According to the Planica7 text, on which hill in Planica is the tournament held?
[Start of Passage to read]
- Genre: ski flying
- Location: Planica (7 rounds)
- Inaugurated: 22 March 2018
- Organised by: Planica organizing committee & International Ski Federation

= Planica7 =

Ski flying tournament in Slovenia

Planica7 is a four-day tournament in ski flying at Letalnica bratov Gorišek in Planica, Slovenia. It is organized as part of the FIS World Cup.

== Competition ==

=== Prize money ===
The competition will have prize money 20,000 CHF for the overall winner.
[End of Passage to read]
[Start of Collected material]
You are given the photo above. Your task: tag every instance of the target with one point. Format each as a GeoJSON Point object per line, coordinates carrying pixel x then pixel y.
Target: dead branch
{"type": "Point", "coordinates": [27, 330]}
[End of Collected material]
Reply →
Letalnica bratov Gorišek